AIM: Identify the line in which "Each instance of the white" appears, then reproduce that line and all remaining lines of the records word for word.

Records from an annotation dataset
Begin

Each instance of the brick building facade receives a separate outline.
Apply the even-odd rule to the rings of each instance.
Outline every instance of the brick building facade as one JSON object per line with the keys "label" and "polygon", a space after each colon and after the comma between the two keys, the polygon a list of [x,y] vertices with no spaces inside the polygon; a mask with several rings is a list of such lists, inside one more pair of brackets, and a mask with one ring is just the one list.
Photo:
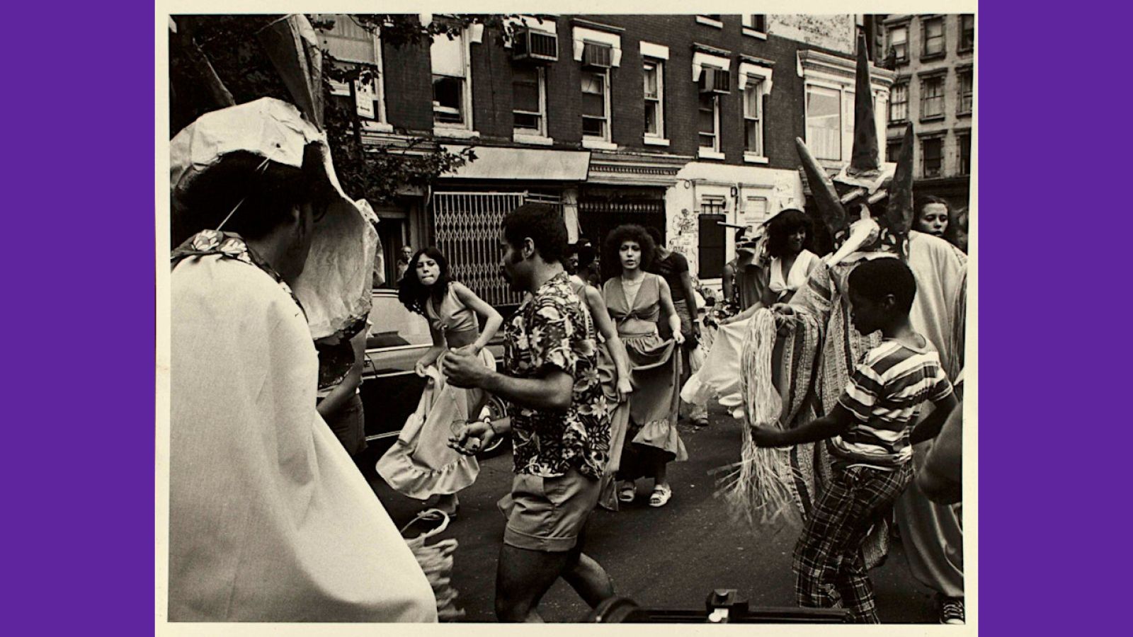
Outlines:
{"label": "brick building facade", "polygon": [[974,96],[976,17],[895,15],[884,20],[897,73],[891,94],[887,154],[895,161],[905,125],[917,131],[914,190],[954,209],[969,205]]}
{"label": "brick building facade", "polygon": [[[355,92],[372,113],[364,138],[424,136],[478,155],[377,211],[386,253],[436,244],[457,278],[489,301],[514,301],[495,274],[495,232],[534,199],[560,207],[572,239],[656,226],[693,273],[718,281],[734,256],[721,222],[807,205],[795,137],[832,171],[849,159],[854,42],[875,22],[863,18],[560,15],[527,17],[531,35],[509,44],[483,26],[432,46],[368,36],[381,75]],[[367,61],[343,57],[368,35],[349,18],[326,33],[337,58]],[[353,40],[333,41],[342,33]],[[872,69],[879,131],[893,76]]]}

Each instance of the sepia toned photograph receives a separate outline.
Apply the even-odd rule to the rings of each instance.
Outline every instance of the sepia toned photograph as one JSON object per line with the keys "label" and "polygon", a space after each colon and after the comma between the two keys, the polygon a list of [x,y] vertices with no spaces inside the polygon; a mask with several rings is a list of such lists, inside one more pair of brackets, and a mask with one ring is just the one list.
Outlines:
{"label": "sepia toned photograph", "polygon": [[159,626],[974,629],[974,14],[156,17]]}

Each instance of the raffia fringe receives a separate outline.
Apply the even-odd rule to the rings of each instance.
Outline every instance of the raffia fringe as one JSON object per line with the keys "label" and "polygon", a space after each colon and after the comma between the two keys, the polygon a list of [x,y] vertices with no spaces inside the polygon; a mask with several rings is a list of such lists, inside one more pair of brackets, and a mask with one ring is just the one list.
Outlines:
{"label": "raffia fringe", "polygon": [[[749,426],[782,428],[783,400],[772,383],[775,316],[759,309],[751,317],[740,358],[740,393]],[[780,519],[801,524],[791,489],[793,469],[786,449],[759,448],[743,427],[740,461],[721,470],[716,495],[724,499],[734,519],[773,524]]]}

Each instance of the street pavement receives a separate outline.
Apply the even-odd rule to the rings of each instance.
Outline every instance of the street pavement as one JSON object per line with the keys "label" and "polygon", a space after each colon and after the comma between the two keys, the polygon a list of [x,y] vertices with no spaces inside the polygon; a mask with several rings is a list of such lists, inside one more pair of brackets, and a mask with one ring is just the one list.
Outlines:
{"label": "street pavement", "polygon": [[[702,609],[713,588],[735,588],[751,606],[794,606],[791,551],[798,529],[785,524],[752,527],[731,519],[715,498],[709,472],[739,459],[740,426],[722,408],[710,413],[712,425],[697,430],[679,425],[689,460],[668,466],[673,498],[650,508],[651,481],[638,481],[638,500],[619,512],[598,509],[590,517],[585,552],[605,567],[619,595],[651,609]],[[372,455],[367,455],[369,458]],[[386,485],[363,462],[378,499],[398,526],[427,508]],[[495,621],[496,562],[504,518],[496,501],[511,489],[511,453],[480,461],[476,483],[460,493],[460,512],[433,541],[455,537],[452,585],[463,621]],[[870,571],[878,614],[885,623],[937,622],[932,592],[909,572],[900,542],[885,563]],[[570,586],[559,580],[544,596],[539,612],[546,621],[578,621],[589,612]]]}

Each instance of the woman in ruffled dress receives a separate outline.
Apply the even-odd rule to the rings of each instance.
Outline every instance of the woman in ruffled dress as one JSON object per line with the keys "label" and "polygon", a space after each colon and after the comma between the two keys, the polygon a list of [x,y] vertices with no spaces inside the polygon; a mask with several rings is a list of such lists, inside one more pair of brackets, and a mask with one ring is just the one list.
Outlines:
{"label": "woman in ruffled dress", "polygon": [[[487,397],[483,390],[450,385],[441,373],[441,357],[450,349],[470,350],[494,370],[495,359],[485,346],[503,317],[463,283],[450,279],[449,261],[435,247],[418,250],[409,261],[398,299],[428,318],[433,347],[415,366],[417,375],[427,379],[417,410],[377,461],[377,473],[409,498],[438,495],[436,508],[455,515],[457,492],[476,481],[479,465],[475,457],[452,450],[449,438],[477,417]],[[477,317],[484,320],[483,332]]]}
{"label": "woman in ruffled dress", "polygon": [[760,307],[786,303],[795,290],[807,283],[810,273],[818,267],[821,258],[810,252],[815,237],[810,218],[801,210],[786,209],[767,221],[767,267],[766,286],[759,303],[743,312],[722,321],[736,323],[751,317]]}
{"label": "woman in ruffled dress", "polygon": [[[684,341],[681,318],[673,307],[668,283],[646,272],[655,252],[653,238],[640,226],[619,226],[606,238],[606,262],[621,272],[603,286],[603,298],[630,363],[633,393],[629,398],[629,428],[622,448],[617,487],[621,502],[636,498],[634,479],[651,477],[650,507],[664,507],[673,495],[668,485],[671,461],[689,455],[676,431],[681,363],[678,347]],[[657,321],[664,314],[672,339],[662,340]]]}

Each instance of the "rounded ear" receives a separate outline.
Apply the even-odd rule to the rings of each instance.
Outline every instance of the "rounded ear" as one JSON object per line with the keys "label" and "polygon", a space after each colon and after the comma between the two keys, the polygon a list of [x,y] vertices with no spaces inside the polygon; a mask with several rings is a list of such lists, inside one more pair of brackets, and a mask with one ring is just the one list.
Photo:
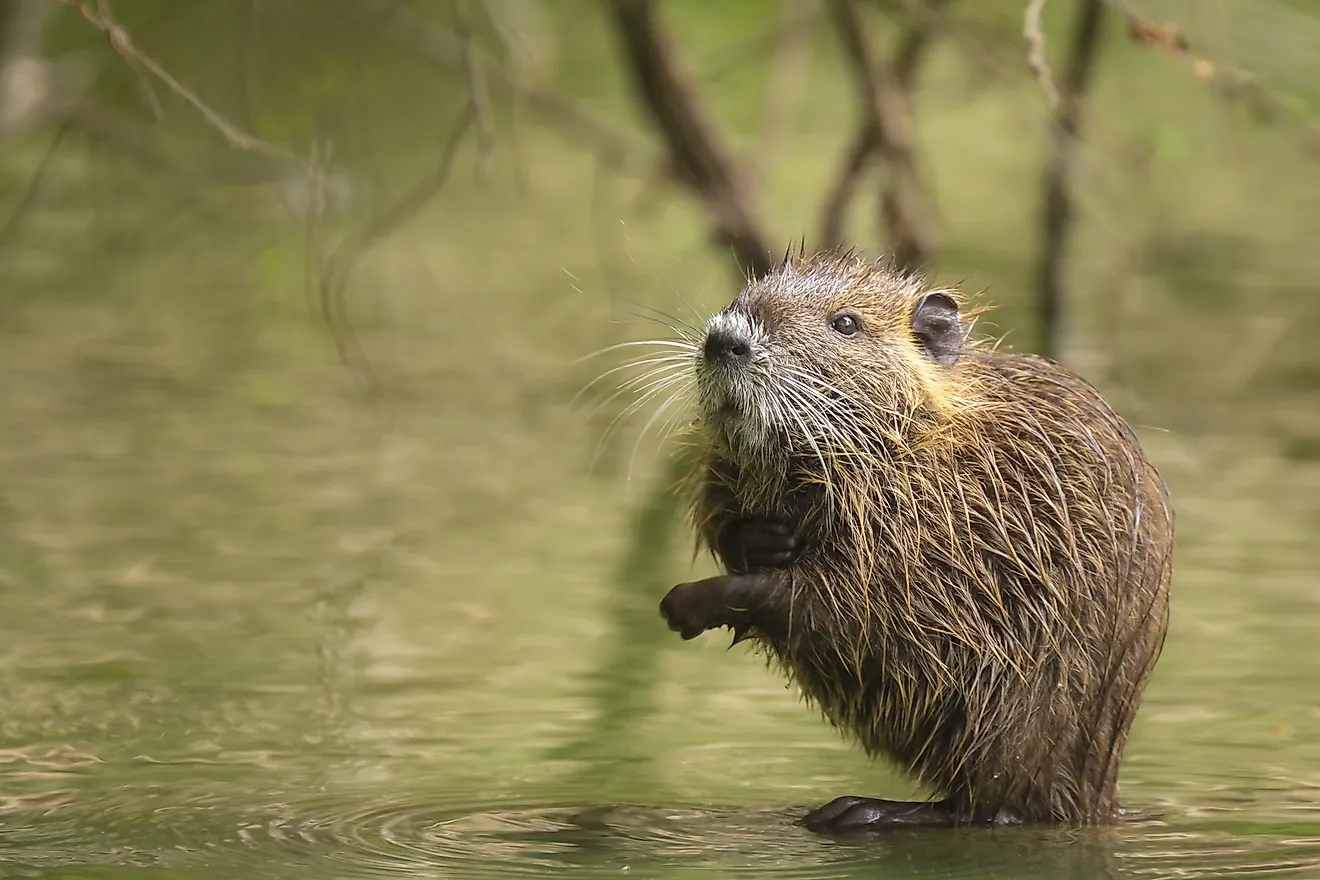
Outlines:
{"label": "rounded ear", "polygon": [[912,310],[912,332],[935,363],[952,367],[962,354],[962,326],[958,303],[946,293],[925,294]]}

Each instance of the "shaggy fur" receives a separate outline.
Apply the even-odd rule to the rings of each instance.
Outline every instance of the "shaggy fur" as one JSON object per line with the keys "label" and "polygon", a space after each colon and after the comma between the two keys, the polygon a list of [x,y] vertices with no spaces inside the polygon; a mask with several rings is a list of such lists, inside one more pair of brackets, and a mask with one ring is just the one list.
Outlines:
{"label": "shaggy fur", "polygon": [[[694,522],[717,557],[739,519],[795,525],[788,620],[737,637],[866,752],[966,821],[1110,821],[1164,640],[1167,489],[1068,369],[966,325],[953,363],[932,358],[912,327],[928,293],[851,255],[796,257],[714,315],[751,355],[686,355]],[[853,338],[830,329],[842,313]]]}

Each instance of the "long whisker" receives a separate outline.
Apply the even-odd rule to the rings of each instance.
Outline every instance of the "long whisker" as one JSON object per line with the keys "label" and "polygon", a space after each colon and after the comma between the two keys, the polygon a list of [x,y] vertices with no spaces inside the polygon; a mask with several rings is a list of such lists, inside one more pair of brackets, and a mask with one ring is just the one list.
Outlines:
{"label": "long whisker", "polygon": [[688,355],[688,354],[652,354],[652,355],[647,355],[645,358],[639,358],[636,360],[630,360],[626,364],[619,364],[618,367],[612,367],[610,369],[606,369],[603,373],[601,373],[599,376],[597,376],[595,379],[593,379],[591,381],[589,381],[586,385],[583,385],[582,391],[579,391],[577,394],[574,394],[573,400],[569,401],[569,406],[573,406],[582,397],[582,394],[585,394],[586,392],[589,392],[593,388],[595,388],[597,384],[605,381],[606,379],[609,379],[614,373],[623,372],[624,369],[634,369],[636,367],[649,367],[649,365],[653,365],[653,364],[682,364],[682,365],[686,365],[690,361],[692,361],[692,356]]}
{"label": "long whisker", "polygon": [[632,342],[616,342],[612,346],[606,346],[598,351],[593,351],[590,355],[582,355],[581,358],[573,360],[573,364],[581,364],[583,361],[591,360],[593,358],[599,358],[611,351],[618,351],[619,348],[632,348],[635,346],[657,346],[661,348],[675,348],[681,351],[697,351],[697,346],[692,342],[684,339],[636,339]]}
{"label": "long whisker", "polygon": [[[593,454],[591,454],[591,463],[590,463],[589,467],[591,470],[595,468],[595,463],[601,458],[601,453],[605,449],[606,441],[609,441],[609,438],[614,433],[614,429],[618,425],[620,425],[626,418],[628,418],[630,416],[632,416],[634,413],[636,413],[639,409],[642,409],[643,406],[645,406],[647,401],[653,400],[659,394],[663,394],[665,391],[668,391],[669,388],[672,388],[673,385],[676,385],[678,383],[682,383],[682,375],[681,373],[665,376],[664,379],[657,380],[652,387],[648,387],[635,401],[632,401],[626,408],[623,408],[622,410],[619,410],[618,413],[615,413],[614,418],[610,420],[610,424],[606,425],[605,430],[601,433],[601,439],[595,445],[595,451],[593,451]],[[631,464],[630,464],[630,467],[631,467]]]}
{"label": "long whisker", "polygon": [[[660,321],[660,318],[665,318],[665,321],[660,321],[660,323],[664,323],[667,327],[669,327],[671,330],[673,330],[675,332],[678,332],[681,335],[686,335],[685,332],[682,332],[684,330],[689,330],[689,331],[692,331],[696,335],[701,335],[701,325],[705,323],[705,319],[702,319],[702,317],[700,314],[697,314],[696,309],[693,309],[693,314],[697,314],[697,323],[692,325],[692,323],[688,323],[686,319],[680,318],[678,315],[669,314],[664,309],[656,309],[655,306],[648,306],[644,302],[636,302],[634,299],[630,299],[628,305],[635,306],[638,309],[647,309],[648,311],[655,313],[653,315],[638,314],[635,311],[630,313],[630,314],[632,314],[632,315],[635,315],[638,318],[649,318],[651,321]],[[686,305],[686,303],[684,303],[684,305]],[[690,306],[688,306],[688,307],[690,309]],[[656,318],[655,315],[659,315],[660,318]]]}
{"label": "long whisker", "polygon": [[642,431],[638,434],[638,439],[632,443],[632,455],[628,458],[628,482],[630,483],[632,482],[632,467],[634,467],[634,464],[636,464],[636,460],[638,460],[638,449],[642,447],[642,439],[647,435],[647,431],[651,430],[651,426],[656,424],[656,420],[659,420],[660,416],[663,416],[664,412],[667,409],[669,409],[669,406],[672,406],[676,400],[678,400],[680,397],[684,396],[685,391],[686,391],[686,388],[684,387],[684,388],[678,388],[678,391],[673,392],[672,394],[669,394],[669,398],[665,400],[665,402],[660,404],[659,409],[656,409],[656,412],[651,416],[651,418],[647,420],[647,424],[642,426]]}
{"label": "long whisker", "polygon": [[[664,385],[667,383],[680,381],[684,377],[685,372],[686,369],[682,367],[682,364],[671,364],[668,367],[659,367],[656,369],[652,369],[642,376],[634,376],[626,383],[622,383],[618,388],[614,389],[614,392],[607,394],[605,400],[597,404],[597,406],[591,410],[590,417],[594,418],[597,413],[599,413],[602,409],[605,409],[606,406],[609,406],[615,400],[618,400],[619,397],[622,397],[628,392],[642,394],[644,398],[645,393],[656,387]],[[630,404],[630,406],[635,405],[636,402],[638,401],[635,400],[634,404]]]}

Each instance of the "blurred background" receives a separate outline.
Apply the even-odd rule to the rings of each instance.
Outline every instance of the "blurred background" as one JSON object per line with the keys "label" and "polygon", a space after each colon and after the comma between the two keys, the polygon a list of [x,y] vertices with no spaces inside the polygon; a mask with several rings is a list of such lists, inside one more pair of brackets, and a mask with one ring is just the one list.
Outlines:
{"label": "blurred background", "polygon": [[[1320,876],[1317,113],[1313,0],[0,0],[0,877]],[[659,617],[587,356],[803,240],[1171,484],[1118,829],[812,838],[920,792]]]}

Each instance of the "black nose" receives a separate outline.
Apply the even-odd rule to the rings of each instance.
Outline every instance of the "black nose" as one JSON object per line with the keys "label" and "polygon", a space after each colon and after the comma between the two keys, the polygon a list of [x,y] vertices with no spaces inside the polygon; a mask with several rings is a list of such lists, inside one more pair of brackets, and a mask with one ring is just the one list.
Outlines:
{"label": "black nose", "polygon": [[706,360],[743,360],[751,355],[751,346],[726,330],[711,330],[706,334],[704,354]]}

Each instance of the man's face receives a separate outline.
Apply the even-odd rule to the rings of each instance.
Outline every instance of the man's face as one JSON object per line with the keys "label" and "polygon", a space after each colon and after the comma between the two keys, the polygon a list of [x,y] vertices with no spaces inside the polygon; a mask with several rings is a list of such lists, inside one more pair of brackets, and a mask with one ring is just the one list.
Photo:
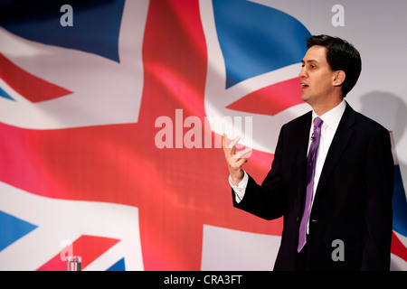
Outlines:
{"label": "man's face", "polygon": [[311,46],[302,60],[299,72],[301,99],[311,106],[327,100],[335,88],[334,74],[327,61],[327,49]]}

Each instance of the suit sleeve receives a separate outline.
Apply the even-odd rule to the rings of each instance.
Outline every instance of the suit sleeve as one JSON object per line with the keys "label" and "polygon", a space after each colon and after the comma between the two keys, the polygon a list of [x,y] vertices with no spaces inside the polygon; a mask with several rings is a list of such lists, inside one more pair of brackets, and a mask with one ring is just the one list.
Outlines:
{"label": "suit sleeve", "polygon": [[362,270],[389,270],[394,163],[389,132],[377,130],[367,149],[364,247]]}
{"label": "suit sleeve", "polygon": [[274,219],[281,217],[284,211],[284,201],[281,185],[283,131],[279,135],[271,170],[267,174],[261,185],[248,173],[249,181],[245,194],[241,202],[233,196],[233,206],[265,219]]}

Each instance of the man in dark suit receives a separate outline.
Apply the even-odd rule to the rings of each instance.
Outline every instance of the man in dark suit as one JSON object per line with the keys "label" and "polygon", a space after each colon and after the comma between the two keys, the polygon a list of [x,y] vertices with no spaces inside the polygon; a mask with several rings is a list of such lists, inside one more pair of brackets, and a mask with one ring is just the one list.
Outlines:
{"label": "man in dark suit", "polygon": [[233,204],[266,219],[284,217],[274,270],[389,270],[389,132],[344,100],[361,71],[357,50],[327,35],[307,44],[299,79],[312,111],[282,126],[261,185],[241,168],[248,149],[236,152],[239,137],[227,144],[223,135]]}

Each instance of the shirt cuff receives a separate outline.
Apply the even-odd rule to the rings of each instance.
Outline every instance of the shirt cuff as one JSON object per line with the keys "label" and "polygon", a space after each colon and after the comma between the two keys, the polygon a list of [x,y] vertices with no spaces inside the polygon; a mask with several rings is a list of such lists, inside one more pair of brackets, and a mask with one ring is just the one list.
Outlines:
{"label": "shirt cuff", "polygon": [[233,181],[232,181],[232,177],[229,175],[229,184],[231,185],[232,189],[233,189],[235,200],[237,203],[240,203],[241,200],[244,197],[244,193],[246,191],[247,183],[249,182],[249,176],[246,172],[243,170],[243,179],[241,182],[239,182],[239,185],[237,186]]}

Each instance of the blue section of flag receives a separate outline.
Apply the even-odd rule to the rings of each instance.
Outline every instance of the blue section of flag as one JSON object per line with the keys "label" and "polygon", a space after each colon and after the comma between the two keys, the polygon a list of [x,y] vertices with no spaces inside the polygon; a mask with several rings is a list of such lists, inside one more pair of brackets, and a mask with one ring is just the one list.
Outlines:
{"label": "blue section of flag", "polygon": [[118,260],[106,271],[126,271],[124,257]]}
{"label": "blue section of flag", "polygon": [[393,196],[393,229],[407,237],[407,200],[400,166],[394,166],[394,192]]}
{"label": "blue section of flag", "polygon": [[37,226],[0,210],[0,251]]}
{"label": "blue section of flag", "polygon": [[5,98],[10,100],[14,100],[14,98],[13,98],[12,97],[10,97],[10,95],[8,93],[6,93],[5,90],[2,89],[2,88],[0,88],[0,98]]}
{"label": "blue section of flag", "polygon": [[296,18],[245,0],[213,0],[226,88],[301,61],[311,36]]}
{"label": "blue section of flag", "polygon": [[[72,7],[73,26],[62,26]],[[19,1],[2,8],[0,25],[27,40],[75,49],[119,61],[118,35],[124,0],[115,1]],[[13,16],[13,17],[12,17]],[[63,17],[62,17],[63,18]]]}

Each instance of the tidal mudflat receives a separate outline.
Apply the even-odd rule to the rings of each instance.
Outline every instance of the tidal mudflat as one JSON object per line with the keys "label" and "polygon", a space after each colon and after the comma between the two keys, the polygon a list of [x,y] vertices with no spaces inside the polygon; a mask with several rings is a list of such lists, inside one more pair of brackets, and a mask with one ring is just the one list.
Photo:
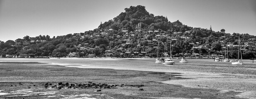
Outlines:
{"label": "tidal mudflat", "polygon": [[256,98],[256,64],[249,61],[237,66],[195,59],[165,66],[154,60],[1,59],[0,98]]}

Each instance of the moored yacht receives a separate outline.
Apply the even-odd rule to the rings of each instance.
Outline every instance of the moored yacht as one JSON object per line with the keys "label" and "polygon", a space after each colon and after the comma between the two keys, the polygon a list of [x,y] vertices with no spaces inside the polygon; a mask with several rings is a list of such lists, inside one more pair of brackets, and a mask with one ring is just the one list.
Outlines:
{"label": "moored yacht", "polygon": [[164,59],[164,61],[163,62],[163,64],[173,65],[175,63],[175,61],[172,60],[171,59],[166,58]]}
{"label": "moored yacht", "polygon": [[182,58],[182,59],[180,59],[180,63],[187,63],[188,62],[188,60],[187,60],[187,59],[184,58]]}
{"label": "moored yacht", "polygon": [[219,61],[220,60],[219,60],[219,58],[215,58],[215,60],[214,60],[214,61]]}
{"label": "moored yacht", "polygon": [[[241,48],[240,47],[240,37],[239,38],[238,40],[235,40],[235,41],[238,41],[238,59],[234,62],[232,62],[232,65],[243,65],[243,62],[242,61],[242,52],[241,51]],[[239,53],[241,54],[241,60],[239,60]]]}

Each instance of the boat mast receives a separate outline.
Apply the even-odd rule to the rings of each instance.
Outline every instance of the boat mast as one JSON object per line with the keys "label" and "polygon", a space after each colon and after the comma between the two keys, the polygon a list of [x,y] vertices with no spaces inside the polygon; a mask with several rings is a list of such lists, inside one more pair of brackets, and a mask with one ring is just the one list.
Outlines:
{"label": "boat mast", "polygon": [[[240,46],[240,37],[239,37],[239,46]],[[238,50],[238,52],[239,52],[239,50]],[[240,54],[241,54],[241,61],[242,61],[242,50],[241,50],[241,47],[240,47]]]}
{"label": "boat mast", "polygon": [[158,59],[158,54],[159,53],[159,42],[158,42],[158,45],[157,45],[157,59]]}
{"label": "boat mast", "polygon": [[227,61],[229,61],[229,46],[227,45]]}
{"label": "boat mast", "polygon": [[170,42],[170,58],[171,59],[171,40]]}

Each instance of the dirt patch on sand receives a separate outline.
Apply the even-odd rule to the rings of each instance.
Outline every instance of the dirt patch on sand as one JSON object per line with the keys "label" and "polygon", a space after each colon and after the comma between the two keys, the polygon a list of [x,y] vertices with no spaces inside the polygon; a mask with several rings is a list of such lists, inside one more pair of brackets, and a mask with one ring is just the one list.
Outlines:
{"label": "dirt patch on sand", "polygon": [[[80,68],[32,62],[1,63],[0,68],[2,98],[238,99],[236,95],[242,92],[221,92],[216,89],[159,82],[187,79],[174,73]],[[59,88],[62,85],[60,82],[68,85]],[[111,87],[68,87],[71,84],[78,86],[89,82]]]}

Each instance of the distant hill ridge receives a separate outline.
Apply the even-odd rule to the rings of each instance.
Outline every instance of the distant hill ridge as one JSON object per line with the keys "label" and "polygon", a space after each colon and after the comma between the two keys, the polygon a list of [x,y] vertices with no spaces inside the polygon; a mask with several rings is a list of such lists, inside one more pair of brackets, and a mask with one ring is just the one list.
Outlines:
{"label": "distant hill ridge", "polygon": [[[177,20],[149,14],[141,5],[124,9],[113,19],[101,24],[97,28],[84,33],[54,36],[28,35],[15,41],[0,41],[1,57],[156,57],[170,54],[176,57],[212,57],[224,55],[229,46],[229,58],[237,57],[239,38],[242,40],[243,57],[255,58],[255,36],[232,34],[200,28],[193,28]],[[176,40],[171,40],[175,39]],[[158,47],[158,42],[159,47]]]}

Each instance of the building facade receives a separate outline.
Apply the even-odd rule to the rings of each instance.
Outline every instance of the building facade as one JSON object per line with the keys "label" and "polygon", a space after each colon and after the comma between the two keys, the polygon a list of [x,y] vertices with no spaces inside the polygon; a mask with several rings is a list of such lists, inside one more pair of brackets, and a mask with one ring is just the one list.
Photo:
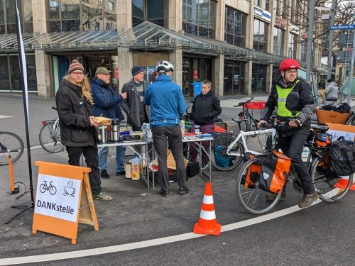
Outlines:
{"label": "building facade", "polygon": [[[297,0],[286,0],[295,6]],[[53,97],[72,59],[89,76],[113,71],[117,91],[131,69],[155,79],[157,62],[175,67],[186,96],[212,80],[219,96],[268,92],[285,57],[305,66],[307,40],[281,0],[20,0],[28,88]],[[297,5],[297,6],[299,6]],[[289,11],[288,11],[289,10]],[[12,0],[0,0],[0,92],[20,92]],[[313,65],[320,56],[313,52]]]}

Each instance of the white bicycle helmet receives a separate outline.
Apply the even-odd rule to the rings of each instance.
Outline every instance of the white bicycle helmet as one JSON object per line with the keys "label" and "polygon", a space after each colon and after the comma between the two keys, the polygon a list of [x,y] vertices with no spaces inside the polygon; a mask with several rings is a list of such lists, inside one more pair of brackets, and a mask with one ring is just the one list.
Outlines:
{"label": "white bicycle helmet", "polygon": [[159,61],[156,64],[156,71],[159,73],[174,71],[174,66],[169,61]]}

End

OUTPUT FOR THIS TASK:
Each instance of the white bicycle helmet receives a separate outline.
Apply the even-odd rule to the rings of each instance.
Outline every instance of the white bicycle helmet as one JSON object per line with the keys "label" and "polygon", a space after each colon and after the comma between the two keys, the polygon a list of [x,y] vertices with no spaces inside the polygon; a mask with several rings is a list of such lists, inside one more pair of brackets, and a mask with one ring is just the one list.
Outlines:
{"label": "white bicycle helmet", "polygon": [[159,61],[156,64],[156,71],[159,73],[174,71],[174,66],[169,61]]}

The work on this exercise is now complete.